→ **Problems to work on**:
**a.** Repeat the passage from the post about the financial crisis word for word, starting at "For these folks" and ending at "and not evil.".
**b.** Extend the post about the financial crisis and conspiracy thinking, picking up right after its last sentence.

→ **Excerpted text**:
-- BEGIN --

Michael Lewis has a piece in Vanity Fair that could as easily have been titled The Banality of Derivatives.
Yet the A.I.G. F.P. traders left behind, much as they despise him personally, refuse to believe Cassano was engaged in any kind of fraud. The problem is that they knew him. And they believe that his crime was not mere legal fraudulence but the deeper kind: a need for subservience in others and an unwillingness to acknowledge his own weaknesses. “When he said that he could not envision losses, that we wouldn’t lose a dime, I am positive that he believed that,” says one of the traders. The problem with Joe Cassano wasn’t that he knew he was wrong. It was that it was too important to him that he be right. More than anything, Joe Cassano wanted to be one of Wall Street’s big shots. He wound up being its perfect customer.
I often read/comment on Daily Kos, and one of the subtle surprises is the level of financial illiteracy you can find in a politically motivated, engaged population. These are the folks who vote in favor of rent control even when they do not occupy rent-controlled housing – it sounds like a decent, humane idea and they can’t understand what the consequences might be. Hell, they don’t seem incredibly able to understand how it could be that Microsoft shares trade for a lower number than Adobe shares, if it’s actually true that Microsoft is the larger company.
For these folks – and, I suspect, many others who are even less motivated to inquire of the world around them – the financial crisis of the last year is a giant conspiracy. A few men in NY got together and decided to soak the working man. It is of a piece with all conspiracy theories – the deck is stacked against us, there are a few people who know what is going on and they keep fucking us. In a way it is a very hopeful perspective. It implies that if somehow the good guys could access the levers of power, all of a sudden that tremendous, finely honed machine could be put to work for good and not evil.

-- END --

→ **Extracted material**:
-- BEGIN --

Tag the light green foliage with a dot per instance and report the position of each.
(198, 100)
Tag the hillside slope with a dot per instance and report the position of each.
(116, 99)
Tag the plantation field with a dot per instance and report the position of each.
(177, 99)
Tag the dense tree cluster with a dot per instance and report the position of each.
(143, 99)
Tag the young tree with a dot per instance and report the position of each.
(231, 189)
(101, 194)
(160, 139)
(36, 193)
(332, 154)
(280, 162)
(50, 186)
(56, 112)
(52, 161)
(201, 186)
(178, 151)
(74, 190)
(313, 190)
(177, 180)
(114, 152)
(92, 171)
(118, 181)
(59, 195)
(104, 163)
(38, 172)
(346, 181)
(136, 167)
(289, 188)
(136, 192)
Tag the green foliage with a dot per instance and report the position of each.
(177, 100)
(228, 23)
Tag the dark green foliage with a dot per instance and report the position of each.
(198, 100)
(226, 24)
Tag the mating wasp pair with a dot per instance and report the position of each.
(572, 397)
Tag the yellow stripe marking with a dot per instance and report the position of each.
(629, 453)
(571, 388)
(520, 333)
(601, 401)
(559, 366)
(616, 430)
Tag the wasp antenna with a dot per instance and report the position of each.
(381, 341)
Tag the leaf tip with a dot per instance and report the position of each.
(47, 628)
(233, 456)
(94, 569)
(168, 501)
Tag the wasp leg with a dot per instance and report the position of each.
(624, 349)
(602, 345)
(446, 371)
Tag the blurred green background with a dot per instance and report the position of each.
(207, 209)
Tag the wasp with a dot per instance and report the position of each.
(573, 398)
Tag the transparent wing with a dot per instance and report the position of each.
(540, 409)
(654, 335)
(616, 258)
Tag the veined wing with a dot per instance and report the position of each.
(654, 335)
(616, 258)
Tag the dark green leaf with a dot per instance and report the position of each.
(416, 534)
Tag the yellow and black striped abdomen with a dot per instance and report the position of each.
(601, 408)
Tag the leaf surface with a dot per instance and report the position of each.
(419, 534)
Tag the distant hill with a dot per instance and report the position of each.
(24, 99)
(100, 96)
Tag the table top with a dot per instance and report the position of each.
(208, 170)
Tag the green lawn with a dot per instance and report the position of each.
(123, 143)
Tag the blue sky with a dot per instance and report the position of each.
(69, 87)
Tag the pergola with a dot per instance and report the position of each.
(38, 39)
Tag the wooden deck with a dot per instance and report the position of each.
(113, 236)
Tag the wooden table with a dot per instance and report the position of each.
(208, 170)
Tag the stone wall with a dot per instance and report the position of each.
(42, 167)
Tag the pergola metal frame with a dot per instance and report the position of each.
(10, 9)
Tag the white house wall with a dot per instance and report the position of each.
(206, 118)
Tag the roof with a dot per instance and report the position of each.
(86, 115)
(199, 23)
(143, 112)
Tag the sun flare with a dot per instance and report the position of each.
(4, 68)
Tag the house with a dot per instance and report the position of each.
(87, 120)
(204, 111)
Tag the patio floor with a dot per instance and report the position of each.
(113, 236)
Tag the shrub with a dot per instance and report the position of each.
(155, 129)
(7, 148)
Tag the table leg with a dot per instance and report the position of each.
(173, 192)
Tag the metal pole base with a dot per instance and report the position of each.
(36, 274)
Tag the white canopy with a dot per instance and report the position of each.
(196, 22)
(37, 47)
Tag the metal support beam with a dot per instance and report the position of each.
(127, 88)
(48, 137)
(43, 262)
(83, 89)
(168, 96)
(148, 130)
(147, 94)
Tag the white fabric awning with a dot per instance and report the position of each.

-- END --

→ **Expected outputs**:
**a.**
For these folks – and, I suspect, many others who are even less motivated to inquire of the world around them – the financial crisis of the last year is a giant conspiracy. A few men in NY got together and decided to soak the working man. It is of a piece with all conspiracy theories – the deck is stacked against us, there are a few people who know what is going on and they keep fucking us. In a way it is a very hopeful perspective. It implies that if somehow the good guys could access the levers of power, all of a sudden that tremendous, finely honed machine could be put to work for good and not evil.

**b.**
The shame is that the world isn’t like this. The government is the group that brings us the Bay of Pigs and Desert One and the Department of Motor Vehicles. It’s a lot more of this:
than this:
And the private sector, well, let’s go to Lewis’ seminal work on the subject, Liar’s Poker:
[Gutfreund] would point out that Salomon Brothers carried eighty billion dollars of securities on its books overnight, every night. He would follow this observation by saying that, in asset size, Salomon Brothers was “the largest commercial bank in the world” and “one of the forty largest countries in the world.” As one (Jewish) mortgage trader said in response, “C’mon, John, you’re not talking about the Netherlands, you’re talking about a bunch of Jews who are leveraged.”
In this crisis, like the ones preceding and, no doubt, the ones that will follow, we ended up where we ended up by accident of good intentions. No one had a diabolical plan to tank the markets; in fact, people generally believed the market would work out the way they behaved. Calculated Risk discusses liar loans stated income loans here, and points out that even today there are advocates of what was a remarkably dumb idea. These folks aren’t trying to create a mountain of bad debt; they genuinely believe it’s a good idea, and it’s this good faith that makes the bad behavior so damn pernicious.
If AIG had been some garden-variety scam, some weird Bernie Madoff variant, you could be forgiven for believing that the solution is grand juries and investigations and more investigations. The reality, though, is that they were all-too-human and all-too-frail; they took massive bets they didn’t think could fail for no obvious reason other than that they had never failed in the past. I was told flatly by a derivatives originator (not at AIG) in 2006 that it was utterly impossible for there to be a nationwide house price decline, that I was describing some sort of Mad Max world that did not merit serious contemplation. And he made tons of money for having that perspective, which likely contributed to his depth of feeling about the underlying merit of his products. His firm had the liquidity to ride out the storm in a way AIG did not, and even today he is minting money doing the same thing he was always doing, now with at least one fewer competitor.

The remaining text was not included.